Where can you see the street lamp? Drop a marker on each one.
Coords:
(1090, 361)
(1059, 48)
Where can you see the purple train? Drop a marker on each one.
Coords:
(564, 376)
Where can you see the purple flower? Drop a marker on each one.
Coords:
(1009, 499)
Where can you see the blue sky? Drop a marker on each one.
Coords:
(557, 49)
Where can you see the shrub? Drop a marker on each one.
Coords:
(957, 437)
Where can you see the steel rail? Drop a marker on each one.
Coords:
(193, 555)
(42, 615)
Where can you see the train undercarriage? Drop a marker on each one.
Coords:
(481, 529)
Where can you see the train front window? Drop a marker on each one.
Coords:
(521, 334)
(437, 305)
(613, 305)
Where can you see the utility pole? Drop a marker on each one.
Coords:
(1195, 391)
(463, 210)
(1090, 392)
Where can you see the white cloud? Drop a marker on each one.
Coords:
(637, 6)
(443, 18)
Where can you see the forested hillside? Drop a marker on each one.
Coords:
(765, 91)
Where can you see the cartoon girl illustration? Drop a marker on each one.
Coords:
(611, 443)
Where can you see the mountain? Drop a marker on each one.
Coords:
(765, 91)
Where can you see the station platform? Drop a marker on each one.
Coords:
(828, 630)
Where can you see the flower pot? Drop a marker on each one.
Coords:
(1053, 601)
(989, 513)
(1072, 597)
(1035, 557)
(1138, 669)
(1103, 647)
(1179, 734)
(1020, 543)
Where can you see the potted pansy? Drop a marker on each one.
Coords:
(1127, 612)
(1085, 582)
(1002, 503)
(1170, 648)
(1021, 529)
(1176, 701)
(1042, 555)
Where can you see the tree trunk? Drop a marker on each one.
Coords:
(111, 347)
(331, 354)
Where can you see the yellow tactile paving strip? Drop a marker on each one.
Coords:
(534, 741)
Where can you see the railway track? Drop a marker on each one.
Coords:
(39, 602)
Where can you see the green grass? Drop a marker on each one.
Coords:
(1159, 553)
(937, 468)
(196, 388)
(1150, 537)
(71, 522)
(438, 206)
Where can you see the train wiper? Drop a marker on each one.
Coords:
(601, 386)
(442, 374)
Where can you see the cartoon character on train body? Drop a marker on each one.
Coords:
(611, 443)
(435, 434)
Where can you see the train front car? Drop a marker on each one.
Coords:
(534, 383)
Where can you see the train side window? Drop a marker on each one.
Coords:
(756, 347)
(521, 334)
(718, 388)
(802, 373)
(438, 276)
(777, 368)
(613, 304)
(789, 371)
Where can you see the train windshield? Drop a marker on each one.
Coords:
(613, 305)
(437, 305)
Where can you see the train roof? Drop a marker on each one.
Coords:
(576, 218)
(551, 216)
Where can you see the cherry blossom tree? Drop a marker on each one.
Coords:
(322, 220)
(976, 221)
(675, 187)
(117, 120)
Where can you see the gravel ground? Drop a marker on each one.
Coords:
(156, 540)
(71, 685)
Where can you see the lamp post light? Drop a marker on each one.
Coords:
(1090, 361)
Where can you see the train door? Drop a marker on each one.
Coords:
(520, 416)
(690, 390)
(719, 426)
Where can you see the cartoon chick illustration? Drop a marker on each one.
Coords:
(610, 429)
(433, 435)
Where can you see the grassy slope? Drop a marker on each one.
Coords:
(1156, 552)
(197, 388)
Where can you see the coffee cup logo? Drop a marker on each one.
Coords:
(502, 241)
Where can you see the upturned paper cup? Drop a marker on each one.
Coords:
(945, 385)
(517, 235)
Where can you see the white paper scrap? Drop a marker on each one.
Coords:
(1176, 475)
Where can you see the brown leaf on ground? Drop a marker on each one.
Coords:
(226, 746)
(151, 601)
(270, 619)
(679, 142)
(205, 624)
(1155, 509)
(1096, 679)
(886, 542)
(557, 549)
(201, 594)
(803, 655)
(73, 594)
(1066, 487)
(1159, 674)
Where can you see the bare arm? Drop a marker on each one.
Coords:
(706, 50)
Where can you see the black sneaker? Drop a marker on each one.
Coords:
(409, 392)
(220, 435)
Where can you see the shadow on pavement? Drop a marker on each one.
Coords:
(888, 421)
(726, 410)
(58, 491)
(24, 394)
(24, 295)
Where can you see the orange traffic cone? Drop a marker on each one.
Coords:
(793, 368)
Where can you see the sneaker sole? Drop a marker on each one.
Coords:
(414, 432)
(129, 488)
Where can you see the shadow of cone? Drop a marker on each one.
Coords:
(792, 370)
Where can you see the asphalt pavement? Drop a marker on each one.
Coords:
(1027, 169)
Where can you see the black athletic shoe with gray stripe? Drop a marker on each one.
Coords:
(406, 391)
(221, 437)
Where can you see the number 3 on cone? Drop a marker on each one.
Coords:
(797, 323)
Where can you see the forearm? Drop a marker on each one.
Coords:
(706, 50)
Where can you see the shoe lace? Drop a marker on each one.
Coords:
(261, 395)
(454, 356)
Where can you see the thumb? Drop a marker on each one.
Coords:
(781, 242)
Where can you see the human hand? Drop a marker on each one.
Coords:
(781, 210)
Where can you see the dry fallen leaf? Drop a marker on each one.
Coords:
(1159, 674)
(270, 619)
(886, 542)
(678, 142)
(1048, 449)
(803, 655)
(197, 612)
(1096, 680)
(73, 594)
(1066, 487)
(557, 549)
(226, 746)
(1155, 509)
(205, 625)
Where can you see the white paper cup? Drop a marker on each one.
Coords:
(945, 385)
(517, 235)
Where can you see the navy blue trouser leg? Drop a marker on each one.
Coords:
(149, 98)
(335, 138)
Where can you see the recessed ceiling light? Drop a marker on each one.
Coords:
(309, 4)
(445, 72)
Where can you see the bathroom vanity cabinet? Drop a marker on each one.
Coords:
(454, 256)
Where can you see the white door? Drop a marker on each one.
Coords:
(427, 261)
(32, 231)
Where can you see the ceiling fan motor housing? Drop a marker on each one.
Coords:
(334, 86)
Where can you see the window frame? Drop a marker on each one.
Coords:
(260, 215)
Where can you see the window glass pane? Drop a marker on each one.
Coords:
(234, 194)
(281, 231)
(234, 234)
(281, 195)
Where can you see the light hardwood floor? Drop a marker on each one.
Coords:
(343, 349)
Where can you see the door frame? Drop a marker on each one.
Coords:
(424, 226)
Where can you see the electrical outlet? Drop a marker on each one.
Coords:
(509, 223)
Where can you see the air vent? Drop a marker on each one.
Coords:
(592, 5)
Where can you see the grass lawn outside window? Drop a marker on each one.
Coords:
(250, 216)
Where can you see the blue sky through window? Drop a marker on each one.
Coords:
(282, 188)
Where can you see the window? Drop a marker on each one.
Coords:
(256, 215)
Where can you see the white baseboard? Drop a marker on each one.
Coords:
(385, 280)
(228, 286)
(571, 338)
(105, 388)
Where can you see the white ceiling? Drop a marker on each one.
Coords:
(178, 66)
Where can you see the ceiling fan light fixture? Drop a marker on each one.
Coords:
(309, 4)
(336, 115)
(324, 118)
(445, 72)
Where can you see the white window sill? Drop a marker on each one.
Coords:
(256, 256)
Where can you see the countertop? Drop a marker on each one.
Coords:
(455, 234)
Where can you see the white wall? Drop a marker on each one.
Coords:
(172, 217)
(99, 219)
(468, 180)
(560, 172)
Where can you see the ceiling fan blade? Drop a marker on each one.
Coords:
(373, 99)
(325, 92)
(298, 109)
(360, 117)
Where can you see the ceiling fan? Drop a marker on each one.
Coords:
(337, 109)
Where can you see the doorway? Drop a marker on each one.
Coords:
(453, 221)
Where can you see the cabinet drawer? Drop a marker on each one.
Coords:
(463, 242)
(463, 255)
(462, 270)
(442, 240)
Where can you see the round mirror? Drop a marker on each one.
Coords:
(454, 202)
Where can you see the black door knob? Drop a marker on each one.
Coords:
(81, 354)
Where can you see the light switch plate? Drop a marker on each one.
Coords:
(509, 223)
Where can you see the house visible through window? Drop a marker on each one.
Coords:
◆ ◆ ◆ ◆
**REQUIRED WORK:** Only the lines from the one containing "Where can you see the blue sky through" through the end of the material should be reproduced, exactly, with both ends included.

**RESPONSE:**
Where can you see the blue sky through window? Drop a marker on each one.
Coords:
(282, 188)
Where can you see the window? Drop a marker on each one.
Coords:
(256, 215)
Where can you see the white baseboard? Drop a marker on each one.
Coords:
(385, 280)
(228, 286)
(571, 338)
(105, 388)
Where can you see the white ceiling? Drop a marker on each one.
Coords:
(178, 66)
Where can you see the ceiling fan light fixture? Drop a marker on each one.
Coords:
(309, 4)
(336, 115)
(324, 118)
(445, 72)
Where can you see the white window sill? Drop a marker on each one.
Coords:
(256, 256)
Where can you see the countertop? Drop a marker on each one.
Coords:
(455, 234)
Where can you see the white wall? Drop a marker on each one.
Coords:
(172, 217)
(99, 219)
(468, 180)
(560, 172)
Where can you see the ceiling fan blade? Drop a marker on each one.
Coords:
(373, 99)
(325, 92)
(298, 109)
(360, 117)
Where can you see the ceiling fan? Drop a marker on each one.
Coords:
(337, 109)
Where can you see the doorway? Drop a marker on each one.
Coords:
(453, 221)
Where can you see the cabinet drawer? Drop a marker on each one.
Coords:
(463, 242)
(463, 255)
(462, 270)
(442, 240)
Where can you see the round mirror? Drop a marker on each one.
Coords:
(454, 202)
Where can you see the black door knob? Drop a marker on each one.
Coords:
(81, 354)
Where can you see the light switch plate? Drop a marker on each one.
Coords:
(509, 223)
Where can you see the house visible through window? Drop a marker on each one.
Coords:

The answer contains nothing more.